Instructions for the task:
Gather every line below that contains the string "wooden", matching case exactly.

(Point annotation data)
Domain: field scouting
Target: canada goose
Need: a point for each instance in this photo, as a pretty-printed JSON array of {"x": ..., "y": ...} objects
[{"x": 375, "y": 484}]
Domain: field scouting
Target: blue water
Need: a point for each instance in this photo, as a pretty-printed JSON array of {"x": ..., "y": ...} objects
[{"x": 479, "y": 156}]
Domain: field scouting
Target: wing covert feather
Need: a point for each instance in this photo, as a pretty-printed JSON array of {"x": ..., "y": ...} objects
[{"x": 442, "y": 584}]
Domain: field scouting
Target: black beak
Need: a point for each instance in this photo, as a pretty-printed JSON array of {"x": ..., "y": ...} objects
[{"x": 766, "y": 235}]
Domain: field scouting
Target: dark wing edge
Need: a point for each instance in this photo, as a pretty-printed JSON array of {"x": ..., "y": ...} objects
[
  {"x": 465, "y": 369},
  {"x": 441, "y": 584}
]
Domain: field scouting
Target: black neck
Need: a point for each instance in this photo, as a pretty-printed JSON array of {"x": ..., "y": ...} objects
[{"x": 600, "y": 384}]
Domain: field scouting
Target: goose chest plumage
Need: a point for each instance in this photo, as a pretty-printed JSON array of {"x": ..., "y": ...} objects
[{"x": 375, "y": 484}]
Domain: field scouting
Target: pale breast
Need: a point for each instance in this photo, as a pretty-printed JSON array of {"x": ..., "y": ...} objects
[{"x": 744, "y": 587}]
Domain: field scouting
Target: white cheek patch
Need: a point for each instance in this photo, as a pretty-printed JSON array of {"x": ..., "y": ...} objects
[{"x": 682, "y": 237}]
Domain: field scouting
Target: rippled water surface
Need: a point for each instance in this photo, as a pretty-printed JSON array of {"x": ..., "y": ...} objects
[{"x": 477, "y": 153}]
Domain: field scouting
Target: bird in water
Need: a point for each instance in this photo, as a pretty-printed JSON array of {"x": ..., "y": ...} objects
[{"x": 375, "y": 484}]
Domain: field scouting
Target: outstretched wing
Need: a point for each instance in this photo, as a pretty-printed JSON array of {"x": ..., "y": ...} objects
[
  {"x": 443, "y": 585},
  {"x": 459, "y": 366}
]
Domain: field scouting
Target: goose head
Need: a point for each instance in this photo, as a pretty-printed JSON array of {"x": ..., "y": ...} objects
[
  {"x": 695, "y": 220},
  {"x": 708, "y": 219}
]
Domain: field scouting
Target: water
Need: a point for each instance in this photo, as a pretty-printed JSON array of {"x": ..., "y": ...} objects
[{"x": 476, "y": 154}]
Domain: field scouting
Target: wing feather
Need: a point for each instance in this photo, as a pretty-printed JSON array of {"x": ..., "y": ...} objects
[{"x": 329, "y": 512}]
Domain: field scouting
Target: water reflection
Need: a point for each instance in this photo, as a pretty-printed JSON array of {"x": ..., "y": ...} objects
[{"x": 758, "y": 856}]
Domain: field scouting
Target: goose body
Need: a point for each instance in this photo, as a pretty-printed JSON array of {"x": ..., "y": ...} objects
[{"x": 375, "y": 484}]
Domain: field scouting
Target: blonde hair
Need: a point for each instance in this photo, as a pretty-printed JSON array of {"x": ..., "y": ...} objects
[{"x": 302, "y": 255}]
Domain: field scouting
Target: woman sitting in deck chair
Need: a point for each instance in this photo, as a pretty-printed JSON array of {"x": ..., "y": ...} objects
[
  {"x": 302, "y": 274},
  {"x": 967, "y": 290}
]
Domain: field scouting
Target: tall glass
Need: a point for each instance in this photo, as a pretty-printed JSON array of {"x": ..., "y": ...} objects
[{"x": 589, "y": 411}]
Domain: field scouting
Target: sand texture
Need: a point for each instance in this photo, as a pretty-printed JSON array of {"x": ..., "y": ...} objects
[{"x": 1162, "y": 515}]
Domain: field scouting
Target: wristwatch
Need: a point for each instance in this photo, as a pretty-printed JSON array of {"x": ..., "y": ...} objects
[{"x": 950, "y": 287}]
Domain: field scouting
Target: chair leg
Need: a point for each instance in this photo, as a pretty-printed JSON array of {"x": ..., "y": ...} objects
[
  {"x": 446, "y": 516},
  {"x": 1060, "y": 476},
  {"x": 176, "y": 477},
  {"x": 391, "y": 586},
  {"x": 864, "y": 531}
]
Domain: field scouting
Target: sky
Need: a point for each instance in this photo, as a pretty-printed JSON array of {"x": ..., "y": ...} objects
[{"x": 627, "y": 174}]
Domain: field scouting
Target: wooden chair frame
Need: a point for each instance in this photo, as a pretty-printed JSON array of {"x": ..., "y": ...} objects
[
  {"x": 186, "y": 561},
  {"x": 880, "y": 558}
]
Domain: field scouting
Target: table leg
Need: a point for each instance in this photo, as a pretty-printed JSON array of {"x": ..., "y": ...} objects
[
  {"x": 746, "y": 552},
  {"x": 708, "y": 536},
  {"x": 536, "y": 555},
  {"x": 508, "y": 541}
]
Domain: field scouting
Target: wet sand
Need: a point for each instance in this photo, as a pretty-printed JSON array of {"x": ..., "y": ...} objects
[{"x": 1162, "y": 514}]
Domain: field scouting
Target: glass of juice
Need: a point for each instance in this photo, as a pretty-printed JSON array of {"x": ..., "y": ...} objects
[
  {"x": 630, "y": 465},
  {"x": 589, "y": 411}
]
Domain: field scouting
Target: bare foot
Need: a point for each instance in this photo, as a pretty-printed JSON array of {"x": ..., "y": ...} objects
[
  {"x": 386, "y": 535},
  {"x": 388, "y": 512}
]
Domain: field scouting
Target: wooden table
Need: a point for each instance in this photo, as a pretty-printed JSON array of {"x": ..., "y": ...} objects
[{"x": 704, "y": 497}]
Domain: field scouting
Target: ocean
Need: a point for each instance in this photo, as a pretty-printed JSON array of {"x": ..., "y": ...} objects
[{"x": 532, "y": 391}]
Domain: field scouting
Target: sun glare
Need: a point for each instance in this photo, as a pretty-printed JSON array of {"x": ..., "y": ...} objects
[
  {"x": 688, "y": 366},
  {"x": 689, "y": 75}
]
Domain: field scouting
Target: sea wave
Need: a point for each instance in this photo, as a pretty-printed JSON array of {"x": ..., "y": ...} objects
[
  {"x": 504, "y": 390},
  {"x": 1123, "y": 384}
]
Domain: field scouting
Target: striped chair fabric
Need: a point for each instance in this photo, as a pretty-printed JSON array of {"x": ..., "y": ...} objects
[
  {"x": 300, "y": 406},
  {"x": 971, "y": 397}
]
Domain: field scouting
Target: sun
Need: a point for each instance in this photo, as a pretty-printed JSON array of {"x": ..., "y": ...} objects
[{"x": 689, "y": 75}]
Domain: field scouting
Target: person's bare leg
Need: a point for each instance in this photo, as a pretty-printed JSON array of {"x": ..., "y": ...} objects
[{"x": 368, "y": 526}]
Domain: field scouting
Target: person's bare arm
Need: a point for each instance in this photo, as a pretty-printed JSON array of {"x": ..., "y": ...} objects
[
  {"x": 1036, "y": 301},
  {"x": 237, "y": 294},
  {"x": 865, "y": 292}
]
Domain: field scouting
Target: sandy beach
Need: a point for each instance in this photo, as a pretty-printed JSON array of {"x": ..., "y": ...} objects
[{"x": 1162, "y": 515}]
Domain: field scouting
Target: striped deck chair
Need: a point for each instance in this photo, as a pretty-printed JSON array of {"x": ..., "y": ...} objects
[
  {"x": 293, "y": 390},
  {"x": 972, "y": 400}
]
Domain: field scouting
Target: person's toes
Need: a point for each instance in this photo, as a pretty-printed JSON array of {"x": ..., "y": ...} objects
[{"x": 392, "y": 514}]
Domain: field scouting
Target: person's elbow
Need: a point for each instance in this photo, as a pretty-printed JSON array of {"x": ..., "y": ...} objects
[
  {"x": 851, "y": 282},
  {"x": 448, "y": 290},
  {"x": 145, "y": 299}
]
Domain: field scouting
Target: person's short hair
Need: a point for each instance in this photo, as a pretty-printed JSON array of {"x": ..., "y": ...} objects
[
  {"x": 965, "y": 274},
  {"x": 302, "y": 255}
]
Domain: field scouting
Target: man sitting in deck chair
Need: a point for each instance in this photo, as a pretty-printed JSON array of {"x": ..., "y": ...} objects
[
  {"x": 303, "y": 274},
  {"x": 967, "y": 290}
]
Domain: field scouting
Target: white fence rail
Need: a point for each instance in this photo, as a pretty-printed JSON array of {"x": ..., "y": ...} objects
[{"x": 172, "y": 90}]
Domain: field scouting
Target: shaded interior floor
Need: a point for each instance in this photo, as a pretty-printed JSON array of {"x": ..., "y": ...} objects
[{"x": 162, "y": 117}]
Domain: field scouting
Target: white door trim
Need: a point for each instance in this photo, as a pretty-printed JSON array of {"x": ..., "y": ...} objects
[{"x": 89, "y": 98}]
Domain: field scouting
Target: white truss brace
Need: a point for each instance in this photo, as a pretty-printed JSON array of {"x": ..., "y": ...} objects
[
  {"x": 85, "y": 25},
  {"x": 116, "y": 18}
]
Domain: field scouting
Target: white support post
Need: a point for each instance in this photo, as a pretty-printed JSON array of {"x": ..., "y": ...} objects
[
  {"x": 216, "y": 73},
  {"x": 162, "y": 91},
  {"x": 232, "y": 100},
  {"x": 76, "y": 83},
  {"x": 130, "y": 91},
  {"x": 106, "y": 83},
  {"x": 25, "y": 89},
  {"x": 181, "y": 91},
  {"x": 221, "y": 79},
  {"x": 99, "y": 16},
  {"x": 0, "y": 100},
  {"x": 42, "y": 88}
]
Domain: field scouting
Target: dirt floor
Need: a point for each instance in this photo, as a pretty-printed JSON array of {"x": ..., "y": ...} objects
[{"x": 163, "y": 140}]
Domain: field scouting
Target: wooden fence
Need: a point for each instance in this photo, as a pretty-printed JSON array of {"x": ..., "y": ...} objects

Answer to the task:
Target: wooden chair frame
Target: wooden table
Target: wooden fence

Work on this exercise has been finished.